◆ **WHAT TO DO**
Write out every record in full, exactly as written, please.

◆ **DATA LINES**
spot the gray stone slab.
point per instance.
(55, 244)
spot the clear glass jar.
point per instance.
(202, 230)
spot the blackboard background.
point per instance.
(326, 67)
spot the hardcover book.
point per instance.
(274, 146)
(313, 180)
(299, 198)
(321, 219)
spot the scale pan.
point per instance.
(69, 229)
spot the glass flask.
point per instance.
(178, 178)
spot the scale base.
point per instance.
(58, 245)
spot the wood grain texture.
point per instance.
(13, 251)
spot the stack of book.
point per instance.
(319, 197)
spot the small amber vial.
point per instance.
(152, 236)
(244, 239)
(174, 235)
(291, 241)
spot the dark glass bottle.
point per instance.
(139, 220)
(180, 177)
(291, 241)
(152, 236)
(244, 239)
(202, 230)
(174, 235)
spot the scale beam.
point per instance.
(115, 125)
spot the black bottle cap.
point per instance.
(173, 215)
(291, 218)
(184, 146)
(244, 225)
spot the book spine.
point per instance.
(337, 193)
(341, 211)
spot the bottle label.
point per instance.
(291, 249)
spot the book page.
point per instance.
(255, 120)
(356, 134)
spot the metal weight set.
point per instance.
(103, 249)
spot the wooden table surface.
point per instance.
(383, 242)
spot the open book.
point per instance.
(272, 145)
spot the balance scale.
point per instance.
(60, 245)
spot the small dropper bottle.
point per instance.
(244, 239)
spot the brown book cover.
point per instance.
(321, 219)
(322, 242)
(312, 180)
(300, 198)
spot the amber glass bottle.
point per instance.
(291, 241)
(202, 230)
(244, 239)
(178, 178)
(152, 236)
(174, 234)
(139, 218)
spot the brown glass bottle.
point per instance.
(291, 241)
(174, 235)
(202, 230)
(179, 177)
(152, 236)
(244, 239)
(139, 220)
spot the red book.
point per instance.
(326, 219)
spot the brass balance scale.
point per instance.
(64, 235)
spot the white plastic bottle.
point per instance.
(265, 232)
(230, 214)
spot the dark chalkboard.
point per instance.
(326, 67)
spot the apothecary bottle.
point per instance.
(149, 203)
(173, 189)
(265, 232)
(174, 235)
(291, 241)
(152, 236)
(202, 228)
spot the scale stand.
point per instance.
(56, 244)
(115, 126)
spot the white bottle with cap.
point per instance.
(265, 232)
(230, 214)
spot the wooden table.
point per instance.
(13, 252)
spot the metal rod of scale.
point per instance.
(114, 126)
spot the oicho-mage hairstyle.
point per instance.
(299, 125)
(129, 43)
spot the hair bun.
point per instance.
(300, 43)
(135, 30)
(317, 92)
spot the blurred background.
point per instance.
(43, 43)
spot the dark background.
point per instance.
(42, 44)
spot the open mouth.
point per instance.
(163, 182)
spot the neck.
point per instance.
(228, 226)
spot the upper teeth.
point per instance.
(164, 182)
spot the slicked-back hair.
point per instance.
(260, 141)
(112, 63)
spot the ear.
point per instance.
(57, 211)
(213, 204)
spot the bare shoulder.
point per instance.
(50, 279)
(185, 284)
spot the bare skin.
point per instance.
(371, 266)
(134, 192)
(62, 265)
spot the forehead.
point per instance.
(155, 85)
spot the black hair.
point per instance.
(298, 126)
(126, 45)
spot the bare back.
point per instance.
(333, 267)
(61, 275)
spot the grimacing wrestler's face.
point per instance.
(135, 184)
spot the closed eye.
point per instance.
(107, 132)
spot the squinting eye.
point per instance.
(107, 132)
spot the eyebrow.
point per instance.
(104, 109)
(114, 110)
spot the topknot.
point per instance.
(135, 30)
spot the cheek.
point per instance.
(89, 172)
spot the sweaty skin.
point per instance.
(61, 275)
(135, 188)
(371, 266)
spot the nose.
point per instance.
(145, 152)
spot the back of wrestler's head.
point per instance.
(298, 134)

◆ **THE ANSWER**
spot the gray stone slab.
point per instance.
(55, 244)
spot the clear glass jar.
point per instance.
(202, 230)
spot the blackboard background.
point per instance.
(326, 67)
spot the hardcover book.
point per instance.
(274, 146)
(313, 180)
(299, 198)
(321, 219)
spot the scale pan.
point per instance.
(69, 229)
spot the glass flask.
point per instance.
(178, 178)
spot the scale base.
point per instance.
(58, 245)
spot the wood grain texture.
point per instance.
(13, 251)
spot the stack of book.
point per instance.
(319, 197)
spot the small amber vial.
point per instance.
(152, 236)
(244, 239)
(174, 235)
(291, 241)
spot the dark glass bottle.
point per instance.
(139, 220)
(180, 177)
(291, 241)
(152, 236)
(244, 239)
(202, 230)
(174, 235)
spot the scale beam.
point per instance.
(115, 125)
spot the black bottle cap.
point per instance.
(173, 215)
(291, 218)
(184, 146)
(244, 225)
spot the book spine.
point per instance.
(337, 193)
(341, 211)
spot the bottle label.
point per instance.
(291, 249)
spot the book page.
point per instance.
(255, 120)
(356, 134)
spot the metal weight set.
point per instance.
(103, 249)
spot the wooden table surface.
point per instance.
(383, 242)
spot the open book.
point per instance.
(272, 145)
spot the balance scale.
point per instance.
(60, 245)
spot the small dropper bottle.
point per instance.
(244, 239)
spot the brown book cover.
point per instance.
(321, 219)
(322, 242)
(312, 180)
(300, 198)
spot the amber glass bottle.
point per instance.
(291, 241)
(202, 230)
(244, 239)
(178, 178)
(152, 236)
(174, 234)
(139, 218)
spot the brown glass bottle.
point per instance.
(291, 241)
(174, 235)
(202, 230)
(179, 177)
(152, 236)
(244, 239)
(139, 220)
spot the red book.
point per instance.
(326, 219)
spot the brass balance scale.
point per instance.
(64, 235)
spot the white plastic bottle.
point per instance.
(265, 232)
(230, 214)
spot the dark chalkboard.
point per instance.
(326, 67)
spot the apothecary bottle.
point per instance.
(149, 203)
(173, 189)
(265, 232)
(174, 235)
(291, 241)
(152, 236)
(202, 228)
spot the scale stand.
point per instance.
(56, 244)
(115, 126)
spot the white bottle with cap.
point per instance.
(265, 232)
(230, 214)
spot the wooden table.
point per instance.
(13, 252)
spot the metal rod of scale.
point per instance.
(114, 126)
spot the oicho-mage hairstyle.
point per instance.
(299, 125)
(129, 43)
spot the hair bun.
point per instance.
(300, 43)
(135, 30)
(317, 92)
spot the blurred background.
point per instance.
(43, 43)
spot the dark background.
point per instance.
(42, 44)
spot the open mouth.
point per instance.
(163, 182)
spot the neck.
point per instance.
(228, 226)
spot the upper teeth.
point per instance.
(164, 182)
spot the slicked-back hair.
point per instance.
(260, 141)
(112, 63)
spot the ear.
point per instance.
(57, 211)
(213, 204)
spot the bare shoulder.
point per instance.
(50, 279)
(185, 284)
spot the bare skin.
point per instance.
(371, 266)
(134, 192)
(62, 265)
spot the forehead.
point per instance.
(155, 85)
spot the black hair.
point per instance.
(298, 126)
(126, 45)
spot the bare back.
point per instance.
(333, 267)
(61, 275)
spot the grimacing wrestler's face.
point per instance.
(135, 184)
spot the closed eye.
point per instance.
(107, 132)
spot the squinting eye.
point per instance.
(107, 132)
spot the eyebrow.
point per instance.
(104, 109)
(114, 110)
spot the topknot.
point per instance.
(135, 30)
spot the cheek.
point per instance.
(89, 172)
spot the sweaty skin.
point per instance.
(61, 275)
(135, 188)
(371, 266)
spot the nose.
point per instance.
(145, 152)
spot the back of wrestler's head.
point per instance.
(298, 134)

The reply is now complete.